* [TASKS TO CARRY OUT]:
(1) In the forum thread about adding timestamps for plotting, which two libraries are named for plotting and evaluating results?
(2) Pick up the forum thread about adding timestamps for plotting after its final sentence and write the next part.

* [DOCUMENT EXTRACT]:
┌────────
[Suggestion] Include timestamp / DatetimeIndex for plotting

cryptocoinserver commented 2 years ago

After some more exploring, one thing I realized is, that plotting (with pyfolio / quantstats) to evaluate the results is harder than it needs to be. Currently we have no timestamps easily available which are needed for direct plotting or using the above libraries.

The Demo_FinRL_Meta_Integrate_Trends_data_to_DOW_Jones.ipynb is a good example. It is done there, but with a (hacky) workaround using a Custom_DataProcessor / the yahoofinance dataframe timestamps.

A solution I could think of would be adding 3 functions to the env that return equal weight portfolio returns, buy-and-hold returns and the agent-returns including the timestamps. A pd.Series with DateTimeindex could work.

This would also be a good preparation for more advanced reward functions like (differential / deflated) sharpe, comparing to buy-and-hold etc. that rely on a return series.

What do you think?

rayrui312 commented 2 years ago

Great suggestions! Thanks a lot. We will consider adding them in the future. And if you have ideas on the specific implementation, you may share them with us through the Pull Request. We will much appreciate it.

cryptocoinserver commented 2 years ago

I think the issue/solution lies in return price_array, tech_array, turbulence_array in the data_processor / run function. If you would pass the whole dataframe all necessary data would be available. Not sure what best practice is, but I would suggest always using the main dataframe with all data. That way also would make it most flexible. Meaning the agent should also accept just the df instead of individual arrays. Additionally this part of Demo_MultiCrypto_Trading.ipynb raised one more question:

Why is it necessary to pass the array data twice? Via env(config=data_config) and directly to the DRLAgent_erl?

    #process data using unified data processor
    DP = DataProcessor(data_source,  **kwargs)
    price_array, tech_array, turbulence_array = DP.run(ticker_list, start_date
                                                       , end_date, time_interval, 
                                                       technical_indicator_list, 
                                                       if_vix)
    data_config = {'price_array':price_array,
                   'tech_array':tech_array,
                   'turbulence_array':turbulence_array}
    #build environment using processed data
    env_instance = env(config=data_config)

    #read parameters and load agents
    current_working_dir = kwargs.get('current_working_dir','./'+str(model_name))

    if drl_lib == 'elegantrl':
        break_step = kwargs.get('break_step', 1e6)
        erl_params = kwargs.get('erl_params')

        agent = DRLAgent_erl(env = env,
                             price_array = price_array,
                             tech_array=tech_array,
                             turbulence_array=turbulence_array)

More flexible:

    DP = DataProcessor(data_source,  **kwargs)
    df = DP.run(ticker_list, start_date , end_date, time_interval,  technical_indicator_list,   if_vix)

    agent = DRLAgent_erl(env = env,  df = df)

Then inside the Agent (or environment) get the necessary columns from the df (and convert them to an array where necessary). For that to work the columns would have to be named accordingly / always the same of course like:

open, high, low, close
indicator_rsi, indicator_macd, ....
feature_weather, feature_customvolatility

With those naming conventions, you know what to get from the df inside the agent. For example with https://pandas.pydata.org/docs/reference/api/pandas.DataFrame.filter.html you can get all columns containing "feature_" and so on.
└────────
* [DATA]:
┌────────
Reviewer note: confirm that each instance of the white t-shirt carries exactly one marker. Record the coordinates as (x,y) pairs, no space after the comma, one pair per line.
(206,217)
└────────
* [ANSWERS TO THE PROBLEMS]:
(1) pyfolio and quantstats

(2)
That also makes it easy to add more / custom data features just by doing df['feature_mynewfeature']=great_feature before passing the df.

I think this is related to #46

cryptocoinserver commented 2 years ago

After looking at other examples and (gym)environments I think best practice would be doing it inside the env: https://github.com/AminHP/gym-anytrading/blob/master/gym_anytrading/envs/forex_env.py#L19 Init the env with the df and then processing the data there. The agent should just get the env as input. Then getting the data via env._process_data or env._get_price_array etc.

So my suggested changes would be:

Dataprocessor only works with a dataframe and returns it
Environment gets initialized with said dataframe
Agent access data via the environment using (like env._process_data or env._get_price_array)

This would mean change in nearly the whole project is necessary though. This would make this suggestion easily possible, as the env has the dataframe with the timestamps and its more or less adding this to the env:

 def _get_buy_and_hold(self):
        return pd.Series(self.df['returns'], index=self.df['date'])

cryptocoinserver commented 2 years ago

Example:

class DataProcessor:
    def __init__(self, data_source: str, **kwargs):
        self.df = pd.DataFrame()
        ...

    # all the functions just add / modify the dataframe
    def add_technical_indicator(self, tech_indicator_list: List[str]) -> None:
        """
        calculate technical indicators
        """
        # self.df.reset_index(drop=False, inplace=True)
        # self.df.drop(columns=["level_1"], inplace=True)
        # self.df.rename(columns={"level_0": "tic", "date": "time"}, inplace=True)
        stock = Sdf.retype(self.df.copy())
        unique_ticker = stock.tic.unique()

        for indicator in tech_indicator_list:
            indicator_df = pd.DataFrame()
            for i in range(len(unique_ticker)):
                try:
                    temp_indicator = stock[stock.tic == unique_ticker[i]][indicator]
                    temp_indicator = pd.DataFrame(temp_indicator)
                    temp_indicator["tic"] = unique_ticker[i]
                    temp_indicator["time"] = self.df[self.df.tic == unique_ticker[i]]["time"].to_list()
                    indicator_df = indicator_df.append(temp_indicator, ignore_index=True)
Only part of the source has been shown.